--- begin ---

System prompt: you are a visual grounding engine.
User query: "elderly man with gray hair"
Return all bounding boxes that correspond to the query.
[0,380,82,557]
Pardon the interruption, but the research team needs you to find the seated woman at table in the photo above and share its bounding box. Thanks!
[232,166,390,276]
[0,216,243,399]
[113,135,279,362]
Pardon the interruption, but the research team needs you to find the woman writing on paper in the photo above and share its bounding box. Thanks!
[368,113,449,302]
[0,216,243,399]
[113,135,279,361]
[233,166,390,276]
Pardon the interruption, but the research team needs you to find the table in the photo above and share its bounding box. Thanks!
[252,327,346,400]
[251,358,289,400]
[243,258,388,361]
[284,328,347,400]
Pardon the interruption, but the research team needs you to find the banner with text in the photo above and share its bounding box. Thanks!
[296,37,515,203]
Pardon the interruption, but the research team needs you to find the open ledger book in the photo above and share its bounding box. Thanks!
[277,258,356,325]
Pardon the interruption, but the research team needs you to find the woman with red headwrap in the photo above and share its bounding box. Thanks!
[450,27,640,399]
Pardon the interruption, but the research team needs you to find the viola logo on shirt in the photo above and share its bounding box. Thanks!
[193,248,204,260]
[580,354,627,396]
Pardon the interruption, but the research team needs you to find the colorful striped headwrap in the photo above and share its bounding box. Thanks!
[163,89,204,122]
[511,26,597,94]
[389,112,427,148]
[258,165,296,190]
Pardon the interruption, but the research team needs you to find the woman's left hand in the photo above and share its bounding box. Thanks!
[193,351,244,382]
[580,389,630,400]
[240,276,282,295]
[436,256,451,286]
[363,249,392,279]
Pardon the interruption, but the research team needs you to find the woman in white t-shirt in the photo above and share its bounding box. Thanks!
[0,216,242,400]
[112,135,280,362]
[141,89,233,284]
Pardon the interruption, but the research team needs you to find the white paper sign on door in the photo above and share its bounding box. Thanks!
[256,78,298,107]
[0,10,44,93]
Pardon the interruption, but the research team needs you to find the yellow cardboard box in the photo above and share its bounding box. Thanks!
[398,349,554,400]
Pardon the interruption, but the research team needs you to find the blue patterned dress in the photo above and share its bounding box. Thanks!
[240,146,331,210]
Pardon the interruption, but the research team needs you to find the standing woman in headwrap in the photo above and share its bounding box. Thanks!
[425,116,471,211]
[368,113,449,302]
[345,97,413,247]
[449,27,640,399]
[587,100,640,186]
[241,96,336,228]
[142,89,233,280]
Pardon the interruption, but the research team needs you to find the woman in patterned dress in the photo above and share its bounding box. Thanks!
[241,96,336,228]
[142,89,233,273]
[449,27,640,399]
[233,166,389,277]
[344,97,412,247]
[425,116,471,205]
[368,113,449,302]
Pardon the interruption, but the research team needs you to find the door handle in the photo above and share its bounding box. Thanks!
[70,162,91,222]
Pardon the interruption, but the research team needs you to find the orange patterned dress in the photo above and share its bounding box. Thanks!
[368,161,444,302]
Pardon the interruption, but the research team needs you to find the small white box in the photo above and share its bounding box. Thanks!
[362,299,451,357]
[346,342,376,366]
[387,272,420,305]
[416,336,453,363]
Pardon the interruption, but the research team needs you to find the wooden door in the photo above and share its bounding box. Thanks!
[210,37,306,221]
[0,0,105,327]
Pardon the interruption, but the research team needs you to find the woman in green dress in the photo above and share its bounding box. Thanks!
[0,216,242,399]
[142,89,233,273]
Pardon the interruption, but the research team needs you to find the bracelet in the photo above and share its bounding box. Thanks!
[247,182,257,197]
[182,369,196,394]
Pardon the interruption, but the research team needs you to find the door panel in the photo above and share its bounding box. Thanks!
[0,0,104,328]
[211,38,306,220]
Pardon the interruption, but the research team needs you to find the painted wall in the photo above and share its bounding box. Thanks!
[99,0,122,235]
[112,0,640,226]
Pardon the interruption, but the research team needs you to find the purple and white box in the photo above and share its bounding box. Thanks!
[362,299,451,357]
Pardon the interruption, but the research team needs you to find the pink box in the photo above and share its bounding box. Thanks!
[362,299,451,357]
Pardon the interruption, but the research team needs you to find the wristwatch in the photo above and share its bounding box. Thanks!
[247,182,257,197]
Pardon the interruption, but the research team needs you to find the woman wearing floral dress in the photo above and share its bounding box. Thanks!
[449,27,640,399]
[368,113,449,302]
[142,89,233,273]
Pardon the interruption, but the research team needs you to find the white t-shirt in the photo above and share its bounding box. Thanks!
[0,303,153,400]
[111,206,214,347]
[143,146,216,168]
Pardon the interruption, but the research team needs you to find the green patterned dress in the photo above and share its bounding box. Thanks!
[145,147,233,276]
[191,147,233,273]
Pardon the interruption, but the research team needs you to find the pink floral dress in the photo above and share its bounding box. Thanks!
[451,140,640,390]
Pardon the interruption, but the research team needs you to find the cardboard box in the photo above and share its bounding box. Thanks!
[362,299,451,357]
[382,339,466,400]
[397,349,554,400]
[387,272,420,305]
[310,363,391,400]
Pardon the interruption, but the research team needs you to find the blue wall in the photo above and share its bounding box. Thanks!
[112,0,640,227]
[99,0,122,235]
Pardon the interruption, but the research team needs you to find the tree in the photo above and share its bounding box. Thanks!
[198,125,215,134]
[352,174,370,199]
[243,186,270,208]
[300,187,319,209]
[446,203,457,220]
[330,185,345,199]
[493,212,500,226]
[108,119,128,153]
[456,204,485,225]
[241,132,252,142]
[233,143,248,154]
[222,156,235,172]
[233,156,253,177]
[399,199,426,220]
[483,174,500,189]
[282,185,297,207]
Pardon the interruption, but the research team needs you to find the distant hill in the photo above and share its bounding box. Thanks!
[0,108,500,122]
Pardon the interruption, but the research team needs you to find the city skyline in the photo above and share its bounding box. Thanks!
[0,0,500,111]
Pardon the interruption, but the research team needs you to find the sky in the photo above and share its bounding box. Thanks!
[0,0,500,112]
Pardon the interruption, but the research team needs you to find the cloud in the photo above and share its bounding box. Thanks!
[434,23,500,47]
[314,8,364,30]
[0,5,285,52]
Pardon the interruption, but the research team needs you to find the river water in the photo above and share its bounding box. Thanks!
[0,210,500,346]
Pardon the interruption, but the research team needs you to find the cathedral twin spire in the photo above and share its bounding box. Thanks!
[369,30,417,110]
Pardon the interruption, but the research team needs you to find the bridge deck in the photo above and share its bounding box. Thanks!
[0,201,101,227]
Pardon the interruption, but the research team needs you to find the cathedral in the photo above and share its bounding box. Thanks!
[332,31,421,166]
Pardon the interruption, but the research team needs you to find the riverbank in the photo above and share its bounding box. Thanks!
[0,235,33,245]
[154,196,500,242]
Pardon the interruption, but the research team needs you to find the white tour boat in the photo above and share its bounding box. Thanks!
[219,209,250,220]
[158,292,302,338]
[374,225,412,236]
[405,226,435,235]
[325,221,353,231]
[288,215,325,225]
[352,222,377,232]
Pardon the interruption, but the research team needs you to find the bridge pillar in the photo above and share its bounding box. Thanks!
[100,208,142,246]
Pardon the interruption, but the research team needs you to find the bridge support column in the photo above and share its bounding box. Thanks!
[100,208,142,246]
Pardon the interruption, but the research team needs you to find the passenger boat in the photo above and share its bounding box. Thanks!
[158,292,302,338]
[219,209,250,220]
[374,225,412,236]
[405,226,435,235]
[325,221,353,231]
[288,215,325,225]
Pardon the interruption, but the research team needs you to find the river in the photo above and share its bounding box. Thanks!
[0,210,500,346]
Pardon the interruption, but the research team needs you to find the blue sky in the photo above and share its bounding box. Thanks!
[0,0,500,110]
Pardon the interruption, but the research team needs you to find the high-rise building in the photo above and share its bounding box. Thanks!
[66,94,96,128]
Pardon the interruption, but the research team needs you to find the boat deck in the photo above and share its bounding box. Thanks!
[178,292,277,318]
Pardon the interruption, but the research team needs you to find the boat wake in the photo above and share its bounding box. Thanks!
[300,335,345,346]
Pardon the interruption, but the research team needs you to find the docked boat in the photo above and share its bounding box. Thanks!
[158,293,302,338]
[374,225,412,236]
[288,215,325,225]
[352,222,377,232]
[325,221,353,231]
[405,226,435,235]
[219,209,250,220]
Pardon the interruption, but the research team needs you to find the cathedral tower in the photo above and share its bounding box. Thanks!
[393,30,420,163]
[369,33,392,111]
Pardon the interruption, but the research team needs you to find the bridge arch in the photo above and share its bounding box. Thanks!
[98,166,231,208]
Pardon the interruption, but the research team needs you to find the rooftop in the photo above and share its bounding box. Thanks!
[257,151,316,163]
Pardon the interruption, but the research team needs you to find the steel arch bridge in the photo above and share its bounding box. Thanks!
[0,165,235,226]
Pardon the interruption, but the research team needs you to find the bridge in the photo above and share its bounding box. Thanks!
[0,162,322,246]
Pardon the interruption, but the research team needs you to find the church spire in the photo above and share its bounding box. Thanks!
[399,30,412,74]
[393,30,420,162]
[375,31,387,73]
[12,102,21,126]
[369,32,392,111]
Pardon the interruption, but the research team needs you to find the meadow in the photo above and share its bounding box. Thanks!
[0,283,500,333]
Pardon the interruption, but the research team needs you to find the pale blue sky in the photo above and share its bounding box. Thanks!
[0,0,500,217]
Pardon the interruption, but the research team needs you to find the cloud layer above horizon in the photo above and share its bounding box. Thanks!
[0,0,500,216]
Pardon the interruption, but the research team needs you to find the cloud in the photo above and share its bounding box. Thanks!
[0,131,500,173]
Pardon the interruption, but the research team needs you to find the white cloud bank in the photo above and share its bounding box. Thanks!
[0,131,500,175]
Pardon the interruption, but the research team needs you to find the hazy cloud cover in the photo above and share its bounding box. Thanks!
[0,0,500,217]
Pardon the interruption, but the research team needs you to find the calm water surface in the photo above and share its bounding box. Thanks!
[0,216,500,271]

--- end ---

Rewrite the data starting at the line that contains "find the open" and ending with the line that contains "[277,258,356,325]", changing "ledger book" to "account book" and leaving everything else untouched. Give only those lines.

▸ **Exercise response**:
Pardon the interruption, but the research team needs you to find the open account book in the photo above and share its bounding box. Thanks!
[277,258,356,325]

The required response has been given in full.